++++ Material shown

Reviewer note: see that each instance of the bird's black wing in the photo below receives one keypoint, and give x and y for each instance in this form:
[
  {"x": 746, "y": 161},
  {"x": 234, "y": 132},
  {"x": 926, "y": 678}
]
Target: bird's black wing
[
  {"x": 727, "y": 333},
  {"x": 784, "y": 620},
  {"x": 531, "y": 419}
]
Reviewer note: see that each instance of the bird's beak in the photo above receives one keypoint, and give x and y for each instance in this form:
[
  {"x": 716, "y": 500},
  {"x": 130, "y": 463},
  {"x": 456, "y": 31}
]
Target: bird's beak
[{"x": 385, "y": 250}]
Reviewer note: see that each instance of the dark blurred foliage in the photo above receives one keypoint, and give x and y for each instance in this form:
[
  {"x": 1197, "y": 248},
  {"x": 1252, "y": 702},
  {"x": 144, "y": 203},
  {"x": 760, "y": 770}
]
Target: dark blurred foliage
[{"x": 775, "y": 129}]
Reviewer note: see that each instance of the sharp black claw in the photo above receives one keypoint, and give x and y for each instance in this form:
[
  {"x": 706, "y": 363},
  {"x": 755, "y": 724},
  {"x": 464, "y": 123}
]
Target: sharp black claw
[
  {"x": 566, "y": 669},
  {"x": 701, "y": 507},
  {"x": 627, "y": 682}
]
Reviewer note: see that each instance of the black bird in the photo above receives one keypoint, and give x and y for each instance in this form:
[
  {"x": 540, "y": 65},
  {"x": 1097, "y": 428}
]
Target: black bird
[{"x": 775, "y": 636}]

++++++++
++++ Material shown

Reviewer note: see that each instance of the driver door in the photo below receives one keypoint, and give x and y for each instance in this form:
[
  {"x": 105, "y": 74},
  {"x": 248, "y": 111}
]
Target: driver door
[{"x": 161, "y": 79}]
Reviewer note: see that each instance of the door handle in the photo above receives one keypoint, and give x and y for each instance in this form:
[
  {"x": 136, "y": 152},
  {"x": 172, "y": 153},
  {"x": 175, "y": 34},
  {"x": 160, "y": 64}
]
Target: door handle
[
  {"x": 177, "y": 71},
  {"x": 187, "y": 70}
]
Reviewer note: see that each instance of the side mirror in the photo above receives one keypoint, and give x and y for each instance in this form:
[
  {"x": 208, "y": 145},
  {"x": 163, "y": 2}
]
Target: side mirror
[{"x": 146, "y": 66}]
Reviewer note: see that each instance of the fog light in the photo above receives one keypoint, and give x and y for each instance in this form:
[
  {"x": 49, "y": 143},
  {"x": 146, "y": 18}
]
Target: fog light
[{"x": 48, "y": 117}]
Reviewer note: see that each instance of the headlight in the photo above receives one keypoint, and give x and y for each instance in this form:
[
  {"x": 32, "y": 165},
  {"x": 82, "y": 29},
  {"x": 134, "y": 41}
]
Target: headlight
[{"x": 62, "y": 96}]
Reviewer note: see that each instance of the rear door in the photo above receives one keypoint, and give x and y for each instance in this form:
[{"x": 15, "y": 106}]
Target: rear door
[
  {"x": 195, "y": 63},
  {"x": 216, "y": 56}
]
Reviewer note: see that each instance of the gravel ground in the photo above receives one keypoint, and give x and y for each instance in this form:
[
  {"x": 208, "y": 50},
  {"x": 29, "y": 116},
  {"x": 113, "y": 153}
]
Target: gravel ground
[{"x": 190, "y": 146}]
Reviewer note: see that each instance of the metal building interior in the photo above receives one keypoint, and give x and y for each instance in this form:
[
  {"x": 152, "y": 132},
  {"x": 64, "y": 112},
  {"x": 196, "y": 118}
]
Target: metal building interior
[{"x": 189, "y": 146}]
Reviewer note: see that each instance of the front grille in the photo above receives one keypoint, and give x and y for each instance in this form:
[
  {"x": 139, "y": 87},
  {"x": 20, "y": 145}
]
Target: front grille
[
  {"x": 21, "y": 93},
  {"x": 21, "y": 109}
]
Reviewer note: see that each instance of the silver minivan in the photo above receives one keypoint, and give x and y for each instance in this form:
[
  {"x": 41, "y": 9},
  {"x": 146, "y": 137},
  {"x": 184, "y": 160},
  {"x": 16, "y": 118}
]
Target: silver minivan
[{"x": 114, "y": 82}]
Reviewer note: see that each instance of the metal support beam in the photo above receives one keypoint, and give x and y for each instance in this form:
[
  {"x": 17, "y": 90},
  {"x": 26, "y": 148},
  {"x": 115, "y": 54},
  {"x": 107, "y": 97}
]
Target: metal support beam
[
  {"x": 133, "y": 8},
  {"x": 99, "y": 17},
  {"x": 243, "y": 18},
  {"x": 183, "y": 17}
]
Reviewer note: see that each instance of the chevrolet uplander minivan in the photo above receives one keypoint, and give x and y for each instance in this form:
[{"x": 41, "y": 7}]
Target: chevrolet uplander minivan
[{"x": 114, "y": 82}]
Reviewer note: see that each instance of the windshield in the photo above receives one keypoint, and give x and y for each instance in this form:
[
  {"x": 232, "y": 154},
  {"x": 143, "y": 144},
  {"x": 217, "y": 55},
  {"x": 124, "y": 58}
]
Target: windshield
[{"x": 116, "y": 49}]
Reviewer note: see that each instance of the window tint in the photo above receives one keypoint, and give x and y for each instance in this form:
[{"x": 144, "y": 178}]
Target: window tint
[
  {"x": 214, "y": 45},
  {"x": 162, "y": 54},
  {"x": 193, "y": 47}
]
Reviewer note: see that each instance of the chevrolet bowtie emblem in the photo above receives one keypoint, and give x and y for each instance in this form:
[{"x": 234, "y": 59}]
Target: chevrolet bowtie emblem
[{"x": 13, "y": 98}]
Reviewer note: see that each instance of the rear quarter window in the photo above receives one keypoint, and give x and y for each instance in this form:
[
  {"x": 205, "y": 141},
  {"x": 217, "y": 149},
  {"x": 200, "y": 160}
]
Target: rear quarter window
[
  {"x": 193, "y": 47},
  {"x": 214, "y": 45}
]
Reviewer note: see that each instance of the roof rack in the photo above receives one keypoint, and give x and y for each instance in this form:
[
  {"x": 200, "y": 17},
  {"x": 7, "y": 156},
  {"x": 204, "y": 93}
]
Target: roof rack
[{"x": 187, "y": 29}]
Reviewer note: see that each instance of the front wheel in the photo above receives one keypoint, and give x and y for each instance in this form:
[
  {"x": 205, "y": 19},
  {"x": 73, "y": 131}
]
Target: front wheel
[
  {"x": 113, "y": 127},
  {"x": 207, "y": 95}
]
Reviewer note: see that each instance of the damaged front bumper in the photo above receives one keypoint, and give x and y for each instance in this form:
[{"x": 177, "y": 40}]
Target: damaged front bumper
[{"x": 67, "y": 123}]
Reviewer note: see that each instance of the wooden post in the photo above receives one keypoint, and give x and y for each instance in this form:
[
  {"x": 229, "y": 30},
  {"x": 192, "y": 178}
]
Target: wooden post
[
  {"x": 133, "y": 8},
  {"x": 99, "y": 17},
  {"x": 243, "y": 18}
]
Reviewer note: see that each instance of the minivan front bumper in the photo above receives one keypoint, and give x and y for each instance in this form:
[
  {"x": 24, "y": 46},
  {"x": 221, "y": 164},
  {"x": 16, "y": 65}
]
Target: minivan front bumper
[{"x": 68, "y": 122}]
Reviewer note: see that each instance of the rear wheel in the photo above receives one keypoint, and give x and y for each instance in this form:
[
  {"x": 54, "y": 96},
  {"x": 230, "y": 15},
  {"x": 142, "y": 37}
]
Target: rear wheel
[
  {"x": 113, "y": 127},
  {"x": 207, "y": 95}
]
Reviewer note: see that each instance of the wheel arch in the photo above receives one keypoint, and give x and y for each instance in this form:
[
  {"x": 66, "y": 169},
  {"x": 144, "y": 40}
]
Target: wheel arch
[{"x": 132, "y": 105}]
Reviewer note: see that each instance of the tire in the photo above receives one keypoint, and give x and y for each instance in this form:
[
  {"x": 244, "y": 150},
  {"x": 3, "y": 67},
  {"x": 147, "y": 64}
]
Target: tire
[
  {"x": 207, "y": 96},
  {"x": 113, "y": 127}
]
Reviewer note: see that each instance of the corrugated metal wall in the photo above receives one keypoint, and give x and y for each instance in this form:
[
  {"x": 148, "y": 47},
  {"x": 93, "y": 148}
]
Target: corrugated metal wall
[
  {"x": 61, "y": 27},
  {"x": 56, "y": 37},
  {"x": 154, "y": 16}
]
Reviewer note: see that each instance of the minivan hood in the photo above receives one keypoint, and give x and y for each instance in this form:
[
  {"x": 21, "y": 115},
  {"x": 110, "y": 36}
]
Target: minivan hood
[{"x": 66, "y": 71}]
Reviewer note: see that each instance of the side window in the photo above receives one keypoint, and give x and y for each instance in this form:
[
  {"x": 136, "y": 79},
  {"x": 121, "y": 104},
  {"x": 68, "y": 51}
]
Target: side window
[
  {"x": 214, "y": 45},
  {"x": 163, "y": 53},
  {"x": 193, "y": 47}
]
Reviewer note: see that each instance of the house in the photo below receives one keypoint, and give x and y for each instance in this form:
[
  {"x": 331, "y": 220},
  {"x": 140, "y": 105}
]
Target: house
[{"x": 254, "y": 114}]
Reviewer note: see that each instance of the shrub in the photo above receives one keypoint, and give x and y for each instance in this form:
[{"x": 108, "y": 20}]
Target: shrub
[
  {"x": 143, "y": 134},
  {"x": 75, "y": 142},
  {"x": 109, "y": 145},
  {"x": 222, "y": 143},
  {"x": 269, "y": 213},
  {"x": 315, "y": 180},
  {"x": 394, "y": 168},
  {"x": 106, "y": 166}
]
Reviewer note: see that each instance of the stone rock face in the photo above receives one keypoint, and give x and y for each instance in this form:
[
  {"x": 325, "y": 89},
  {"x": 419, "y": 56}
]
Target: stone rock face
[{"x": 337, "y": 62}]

++++++++

**Exercise objective**
List every line of the rows above that contains the word "beam".

**Solution to the problem**
Reviewer note: see that each instance of the metal support beam in the photo above receives one keypoint, and give x and y for each instance in this form:
Target: metal support beam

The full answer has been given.